Several economic myths have surrounded the legalization of marijuana. This has maintained the illusion that it would be a bonanza for federal and provincial treasuries because of the supposed enormous tax revenues that legalization would generate.
The Parliamentary Budget Office in Ottawa is to be congratulated for blowing up some of these myths in its report, published this month, on projected marijuana tax revenues following legalization in Canada in 2017 or 2018.
The first myth is that legalization would “create” a market value of over $20 billion. This number was offered in a recent Deloitte Canada report, taking into account investment, marijuana tourism, induced economic activity and so forth.
Well, in consumption terms, relatively little will be “created.” An illegal market may largely transform itself into a legal market, with only a small increment in total consumption. Legalization will bring about a displacement of production from private smaller-scale growers to licensed industrial-scale growers that operate in heavily regulated environments.

EXPLORE THE MATERIAL -
(1) Could you rewrite the part of the marijuana legalization text that opens with the words containing "Well, in consumption" and closes with "heavily regulated environments.", replacing "licensed industrial-scale growers" with "large commercial producers"?
(2) Answer these questions about the marijuana legalization text:
(a) Which office published the report on projected marijuana tax revenues?
(b) What market value did the Deloitte Canada report say legalization would create?
(c) From whom will legalization displace production?
(3) How would you continue the marijuana legalization text from where it stops?

DATASET CONTENT -
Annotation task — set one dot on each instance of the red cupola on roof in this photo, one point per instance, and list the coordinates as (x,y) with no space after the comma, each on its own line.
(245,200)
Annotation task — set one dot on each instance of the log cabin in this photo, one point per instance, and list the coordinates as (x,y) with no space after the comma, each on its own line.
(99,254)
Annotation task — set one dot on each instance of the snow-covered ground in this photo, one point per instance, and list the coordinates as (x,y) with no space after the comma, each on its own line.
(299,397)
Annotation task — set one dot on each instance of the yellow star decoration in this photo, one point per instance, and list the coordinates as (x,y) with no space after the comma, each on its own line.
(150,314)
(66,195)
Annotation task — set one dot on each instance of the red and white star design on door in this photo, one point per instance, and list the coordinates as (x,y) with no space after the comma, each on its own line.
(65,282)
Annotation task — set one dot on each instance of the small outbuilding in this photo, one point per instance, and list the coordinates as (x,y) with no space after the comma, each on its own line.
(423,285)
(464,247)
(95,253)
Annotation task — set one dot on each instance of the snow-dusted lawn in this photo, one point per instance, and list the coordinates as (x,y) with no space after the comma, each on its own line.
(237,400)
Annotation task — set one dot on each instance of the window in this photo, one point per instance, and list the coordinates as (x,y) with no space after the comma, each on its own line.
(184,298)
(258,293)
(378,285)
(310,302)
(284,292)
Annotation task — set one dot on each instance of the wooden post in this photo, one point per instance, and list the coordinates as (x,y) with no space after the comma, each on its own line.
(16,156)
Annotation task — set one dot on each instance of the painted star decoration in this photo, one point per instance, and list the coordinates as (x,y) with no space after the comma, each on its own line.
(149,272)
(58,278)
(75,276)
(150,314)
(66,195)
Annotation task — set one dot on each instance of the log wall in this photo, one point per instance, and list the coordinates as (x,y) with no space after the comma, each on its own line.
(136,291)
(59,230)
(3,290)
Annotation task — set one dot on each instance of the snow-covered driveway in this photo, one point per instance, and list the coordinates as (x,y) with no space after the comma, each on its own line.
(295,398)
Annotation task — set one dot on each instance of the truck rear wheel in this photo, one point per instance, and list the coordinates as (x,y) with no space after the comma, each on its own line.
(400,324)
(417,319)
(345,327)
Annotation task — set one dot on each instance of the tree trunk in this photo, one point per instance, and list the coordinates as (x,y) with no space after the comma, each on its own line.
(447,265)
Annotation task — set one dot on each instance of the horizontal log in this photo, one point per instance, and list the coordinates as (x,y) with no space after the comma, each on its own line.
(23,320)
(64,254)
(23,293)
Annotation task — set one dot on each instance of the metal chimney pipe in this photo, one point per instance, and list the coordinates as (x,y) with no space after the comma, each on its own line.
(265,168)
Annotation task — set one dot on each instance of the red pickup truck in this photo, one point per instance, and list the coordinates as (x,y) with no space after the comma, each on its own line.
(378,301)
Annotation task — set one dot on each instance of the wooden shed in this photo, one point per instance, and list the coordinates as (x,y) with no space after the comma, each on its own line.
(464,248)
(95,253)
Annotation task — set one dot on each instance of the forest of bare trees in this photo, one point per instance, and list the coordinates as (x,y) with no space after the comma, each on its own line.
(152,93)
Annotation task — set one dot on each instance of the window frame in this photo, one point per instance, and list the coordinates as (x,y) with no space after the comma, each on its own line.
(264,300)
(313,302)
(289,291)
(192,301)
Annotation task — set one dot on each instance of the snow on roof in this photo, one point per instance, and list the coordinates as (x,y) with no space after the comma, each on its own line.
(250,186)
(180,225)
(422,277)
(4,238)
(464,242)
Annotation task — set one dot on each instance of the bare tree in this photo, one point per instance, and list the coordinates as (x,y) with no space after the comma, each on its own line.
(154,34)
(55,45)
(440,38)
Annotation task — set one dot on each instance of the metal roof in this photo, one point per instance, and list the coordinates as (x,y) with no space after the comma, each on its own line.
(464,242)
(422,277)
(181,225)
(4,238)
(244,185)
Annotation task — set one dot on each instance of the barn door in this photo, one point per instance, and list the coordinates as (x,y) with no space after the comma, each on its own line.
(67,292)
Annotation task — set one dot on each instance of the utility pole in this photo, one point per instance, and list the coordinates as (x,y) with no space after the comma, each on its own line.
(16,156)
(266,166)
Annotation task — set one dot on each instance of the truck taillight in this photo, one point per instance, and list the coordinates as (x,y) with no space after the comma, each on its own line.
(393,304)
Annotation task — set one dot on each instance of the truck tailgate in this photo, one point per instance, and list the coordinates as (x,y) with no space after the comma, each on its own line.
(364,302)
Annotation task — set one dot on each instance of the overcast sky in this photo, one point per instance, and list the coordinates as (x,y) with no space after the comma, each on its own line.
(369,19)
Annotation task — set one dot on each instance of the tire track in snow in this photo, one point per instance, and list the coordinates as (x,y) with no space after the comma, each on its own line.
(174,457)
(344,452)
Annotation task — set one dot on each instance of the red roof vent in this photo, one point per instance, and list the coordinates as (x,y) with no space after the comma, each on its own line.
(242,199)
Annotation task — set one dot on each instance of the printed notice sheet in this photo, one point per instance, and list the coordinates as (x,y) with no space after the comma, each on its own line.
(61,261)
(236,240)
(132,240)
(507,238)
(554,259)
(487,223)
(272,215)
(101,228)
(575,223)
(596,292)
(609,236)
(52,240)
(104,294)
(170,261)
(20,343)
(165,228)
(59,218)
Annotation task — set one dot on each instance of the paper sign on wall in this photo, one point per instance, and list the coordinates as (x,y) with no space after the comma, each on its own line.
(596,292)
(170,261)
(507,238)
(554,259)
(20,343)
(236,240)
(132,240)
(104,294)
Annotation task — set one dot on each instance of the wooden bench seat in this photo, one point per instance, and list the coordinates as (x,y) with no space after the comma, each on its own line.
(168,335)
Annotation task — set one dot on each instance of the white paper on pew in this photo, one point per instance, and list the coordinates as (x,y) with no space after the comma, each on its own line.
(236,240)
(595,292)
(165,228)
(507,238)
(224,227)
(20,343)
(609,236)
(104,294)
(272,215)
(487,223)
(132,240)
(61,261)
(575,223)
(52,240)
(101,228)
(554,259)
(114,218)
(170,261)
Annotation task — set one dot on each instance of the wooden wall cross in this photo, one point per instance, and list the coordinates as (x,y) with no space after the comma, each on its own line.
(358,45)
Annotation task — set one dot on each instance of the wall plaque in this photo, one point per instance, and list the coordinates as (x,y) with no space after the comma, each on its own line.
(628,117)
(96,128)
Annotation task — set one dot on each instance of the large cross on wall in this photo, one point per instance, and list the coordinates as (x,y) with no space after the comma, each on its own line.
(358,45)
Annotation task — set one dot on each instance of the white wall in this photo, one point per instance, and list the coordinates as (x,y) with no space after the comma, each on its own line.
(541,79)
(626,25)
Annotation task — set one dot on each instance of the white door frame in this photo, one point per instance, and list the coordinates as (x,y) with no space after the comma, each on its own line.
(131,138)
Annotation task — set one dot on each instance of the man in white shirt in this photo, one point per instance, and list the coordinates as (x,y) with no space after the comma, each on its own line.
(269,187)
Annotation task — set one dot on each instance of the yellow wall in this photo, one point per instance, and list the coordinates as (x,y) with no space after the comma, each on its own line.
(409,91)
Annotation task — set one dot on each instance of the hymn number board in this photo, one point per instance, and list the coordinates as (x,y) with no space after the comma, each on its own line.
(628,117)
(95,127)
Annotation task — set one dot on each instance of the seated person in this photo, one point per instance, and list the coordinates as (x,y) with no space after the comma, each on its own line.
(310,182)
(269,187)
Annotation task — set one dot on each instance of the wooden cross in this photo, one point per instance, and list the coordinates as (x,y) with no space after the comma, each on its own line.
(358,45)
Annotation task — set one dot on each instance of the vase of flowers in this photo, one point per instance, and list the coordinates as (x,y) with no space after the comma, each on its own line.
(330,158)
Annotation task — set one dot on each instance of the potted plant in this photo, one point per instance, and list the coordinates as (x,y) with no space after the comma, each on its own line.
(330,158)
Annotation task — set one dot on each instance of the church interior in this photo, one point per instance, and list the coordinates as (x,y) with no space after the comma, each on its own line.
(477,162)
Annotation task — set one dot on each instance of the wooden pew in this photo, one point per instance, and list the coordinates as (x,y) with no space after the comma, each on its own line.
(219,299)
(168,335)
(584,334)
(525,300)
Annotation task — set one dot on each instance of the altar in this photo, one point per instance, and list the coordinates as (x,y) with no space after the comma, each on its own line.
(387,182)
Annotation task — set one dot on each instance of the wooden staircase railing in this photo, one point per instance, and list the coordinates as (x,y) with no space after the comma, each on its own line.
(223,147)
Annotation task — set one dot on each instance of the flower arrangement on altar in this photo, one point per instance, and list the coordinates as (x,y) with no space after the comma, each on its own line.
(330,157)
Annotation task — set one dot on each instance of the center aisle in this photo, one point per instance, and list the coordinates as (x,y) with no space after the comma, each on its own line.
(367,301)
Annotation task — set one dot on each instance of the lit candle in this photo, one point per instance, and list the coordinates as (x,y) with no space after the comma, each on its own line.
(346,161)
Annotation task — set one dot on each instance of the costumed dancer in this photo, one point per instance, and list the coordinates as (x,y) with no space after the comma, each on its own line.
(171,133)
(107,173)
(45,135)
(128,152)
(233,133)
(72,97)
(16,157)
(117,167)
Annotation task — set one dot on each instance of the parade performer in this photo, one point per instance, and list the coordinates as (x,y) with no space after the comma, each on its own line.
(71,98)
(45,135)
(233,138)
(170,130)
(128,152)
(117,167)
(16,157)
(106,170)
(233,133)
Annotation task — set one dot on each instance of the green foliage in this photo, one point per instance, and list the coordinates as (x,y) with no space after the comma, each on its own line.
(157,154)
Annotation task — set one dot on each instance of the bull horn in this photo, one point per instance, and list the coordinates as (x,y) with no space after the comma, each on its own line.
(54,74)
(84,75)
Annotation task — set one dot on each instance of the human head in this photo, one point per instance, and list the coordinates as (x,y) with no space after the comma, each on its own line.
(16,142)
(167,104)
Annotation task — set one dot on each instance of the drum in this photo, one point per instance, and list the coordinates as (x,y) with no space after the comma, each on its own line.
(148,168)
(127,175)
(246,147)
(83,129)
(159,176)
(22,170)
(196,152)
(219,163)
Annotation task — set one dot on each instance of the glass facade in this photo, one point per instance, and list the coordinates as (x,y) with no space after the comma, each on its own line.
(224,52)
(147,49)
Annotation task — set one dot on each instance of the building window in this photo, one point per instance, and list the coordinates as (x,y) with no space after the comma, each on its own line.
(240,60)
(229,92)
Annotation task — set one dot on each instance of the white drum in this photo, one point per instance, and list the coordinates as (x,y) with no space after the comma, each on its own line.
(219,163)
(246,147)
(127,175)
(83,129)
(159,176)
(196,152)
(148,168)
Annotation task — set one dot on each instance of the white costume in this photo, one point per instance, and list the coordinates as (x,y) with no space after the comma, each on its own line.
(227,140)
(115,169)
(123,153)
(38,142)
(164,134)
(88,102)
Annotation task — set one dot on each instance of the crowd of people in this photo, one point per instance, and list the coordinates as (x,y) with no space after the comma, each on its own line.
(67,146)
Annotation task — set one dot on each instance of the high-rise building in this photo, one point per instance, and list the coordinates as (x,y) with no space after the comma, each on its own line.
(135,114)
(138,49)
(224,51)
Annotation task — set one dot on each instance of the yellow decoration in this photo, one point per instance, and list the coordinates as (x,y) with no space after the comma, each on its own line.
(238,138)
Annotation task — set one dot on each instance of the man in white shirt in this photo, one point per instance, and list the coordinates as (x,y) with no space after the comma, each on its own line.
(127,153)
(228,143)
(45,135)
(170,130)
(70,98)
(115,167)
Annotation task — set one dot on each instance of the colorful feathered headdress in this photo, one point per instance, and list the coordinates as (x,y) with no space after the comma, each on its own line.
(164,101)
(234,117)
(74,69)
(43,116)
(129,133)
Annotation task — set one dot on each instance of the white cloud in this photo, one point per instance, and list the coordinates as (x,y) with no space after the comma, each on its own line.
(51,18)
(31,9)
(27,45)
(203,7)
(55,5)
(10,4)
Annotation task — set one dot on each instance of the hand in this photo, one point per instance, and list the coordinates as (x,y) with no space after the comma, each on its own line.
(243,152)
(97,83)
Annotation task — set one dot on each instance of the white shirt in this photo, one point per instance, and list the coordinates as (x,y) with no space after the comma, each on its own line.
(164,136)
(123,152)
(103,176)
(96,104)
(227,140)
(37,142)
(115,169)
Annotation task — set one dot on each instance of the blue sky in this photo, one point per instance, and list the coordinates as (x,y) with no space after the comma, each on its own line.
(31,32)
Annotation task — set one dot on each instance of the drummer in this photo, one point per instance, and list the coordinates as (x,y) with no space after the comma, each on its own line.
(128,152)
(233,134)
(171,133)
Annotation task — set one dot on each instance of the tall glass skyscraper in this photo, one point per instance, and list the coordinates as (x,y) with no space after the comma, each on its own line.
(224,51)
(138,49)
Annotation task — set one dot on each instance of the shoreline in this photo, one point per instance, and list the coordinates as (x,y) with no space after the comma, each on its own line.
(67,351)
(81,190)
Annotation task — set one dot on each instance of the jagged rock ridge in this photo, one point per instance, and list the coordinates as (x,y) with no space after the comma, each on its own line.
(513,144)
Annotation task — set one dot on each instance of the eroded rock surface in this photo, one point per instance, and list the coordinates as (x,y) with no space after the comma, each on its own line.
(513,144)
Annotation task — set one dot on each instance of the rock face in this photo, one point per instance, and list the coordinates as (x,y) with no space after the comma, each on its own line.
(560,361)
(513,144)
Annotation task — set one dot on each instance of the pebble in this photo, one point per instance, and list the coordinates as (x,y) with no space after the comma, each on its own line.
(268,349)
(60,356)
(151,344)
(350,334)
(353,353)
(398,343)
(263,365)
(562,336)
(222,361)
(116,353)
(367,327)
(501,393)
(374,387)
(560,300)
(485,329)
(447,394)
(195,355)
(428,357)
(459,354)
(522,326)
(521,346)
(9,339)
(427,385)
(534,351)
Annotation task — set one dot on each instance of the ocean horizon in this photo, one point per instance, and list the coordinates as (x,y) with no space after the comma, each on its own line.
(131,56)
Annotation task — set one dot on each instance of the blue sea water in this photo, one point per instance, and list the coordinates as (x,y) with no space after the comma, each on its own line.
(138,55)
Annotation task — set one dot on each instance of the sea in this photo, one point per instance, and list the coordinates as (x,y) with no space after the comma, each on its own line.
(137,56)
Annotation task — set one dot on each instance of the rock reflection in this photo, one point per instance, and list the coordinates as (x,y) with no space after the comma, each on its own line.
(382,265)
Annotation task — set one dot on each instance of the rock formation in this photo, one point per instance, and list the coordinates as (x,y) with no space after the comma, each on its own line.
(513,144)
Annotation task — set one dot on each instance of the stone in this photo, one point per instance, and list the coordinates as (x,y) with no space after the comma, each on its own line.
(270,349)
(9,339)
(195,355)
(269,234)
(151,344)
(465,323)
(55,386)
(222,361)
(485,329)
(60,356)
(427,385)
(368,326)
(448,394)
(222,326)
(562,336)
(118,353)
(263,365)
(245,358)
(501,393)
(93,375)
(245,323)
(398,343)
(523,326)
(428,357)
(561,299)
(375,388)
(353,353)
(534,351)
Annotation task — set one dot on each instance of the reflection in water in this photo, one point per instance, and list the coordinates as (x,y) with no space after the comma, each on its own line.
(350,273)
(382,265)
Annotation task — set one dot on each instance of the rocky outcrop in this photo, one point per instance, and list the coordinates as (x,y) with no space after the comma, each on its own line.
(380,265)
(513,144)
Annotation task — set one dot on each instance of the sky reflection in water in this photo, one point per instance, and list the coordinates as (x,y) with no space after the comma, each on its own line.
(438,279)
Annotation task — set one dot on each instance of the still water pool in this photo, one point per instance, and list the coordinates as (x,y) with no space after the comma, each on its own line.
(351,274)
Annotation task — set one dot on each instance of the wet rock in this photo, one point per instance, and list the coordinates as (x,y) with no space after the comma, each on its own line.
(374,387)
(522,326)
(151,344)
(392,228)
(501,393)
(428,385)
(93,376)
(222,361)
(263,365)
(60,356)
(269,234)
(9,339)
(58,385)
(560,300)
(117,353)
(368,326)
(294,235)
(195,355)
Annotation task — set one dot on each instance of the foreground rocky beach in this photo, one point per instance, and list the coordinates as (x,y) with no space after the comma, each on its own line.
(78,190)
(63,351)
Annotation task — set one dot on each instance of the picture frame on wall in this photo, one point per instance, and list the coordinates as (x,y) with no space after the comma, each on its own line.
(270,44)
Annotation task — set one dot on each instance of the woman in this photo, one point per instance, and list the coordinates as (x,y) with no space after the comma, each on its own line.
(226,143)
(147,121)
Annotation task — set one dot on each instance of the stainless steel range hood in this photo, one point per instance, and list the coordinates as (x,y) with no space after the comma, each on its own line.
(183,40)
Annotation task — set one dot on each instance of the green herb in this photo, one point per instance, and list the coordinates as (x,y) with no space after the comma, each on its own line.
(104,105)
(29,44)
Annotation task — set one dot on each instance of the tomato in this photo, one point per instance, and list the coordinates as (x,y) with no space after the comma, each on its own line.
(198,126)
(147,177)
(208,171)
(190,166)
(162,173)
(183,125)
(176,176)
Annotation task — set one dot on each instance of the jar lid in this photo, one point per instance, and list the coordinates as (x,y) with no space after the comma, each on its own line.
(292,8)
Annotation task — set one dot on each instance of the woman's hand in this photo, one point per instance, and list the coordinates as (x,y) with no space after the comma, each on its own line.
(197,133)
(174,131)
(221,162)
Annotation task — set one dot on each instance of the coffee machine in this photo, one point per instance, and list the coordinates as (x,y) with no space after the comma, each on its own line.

ANSWERS TO THE TASKS -
(1)
Well, in consumption terms, relatively little will be “created.” An illegal market may largely transform itself into a legal market, with only a small increment in total consumption. Legalization will bring about a displacement of production from private smaller-scale growers to large commercial producers that operate in heavily regulated environments.

(2)
(a) The Parliamentary Budget Office in Ottawa.
(b) Over $20 billion.
(c) Private smaller-scale growers.

(3)
This may turn out to be market enhancing because of labelling requirements, and a greater degree of certainty regarding pharmaceutical content. It will also lead to the employment of PhD graduates in chemistry, students with MBAs, lawyers and marketing specialists. Some security jobs will migrate from enforcers to Garda employees. But if the legal market is to supplant the illegal market, it will at the same time create unemployment among the existing growers and distributors.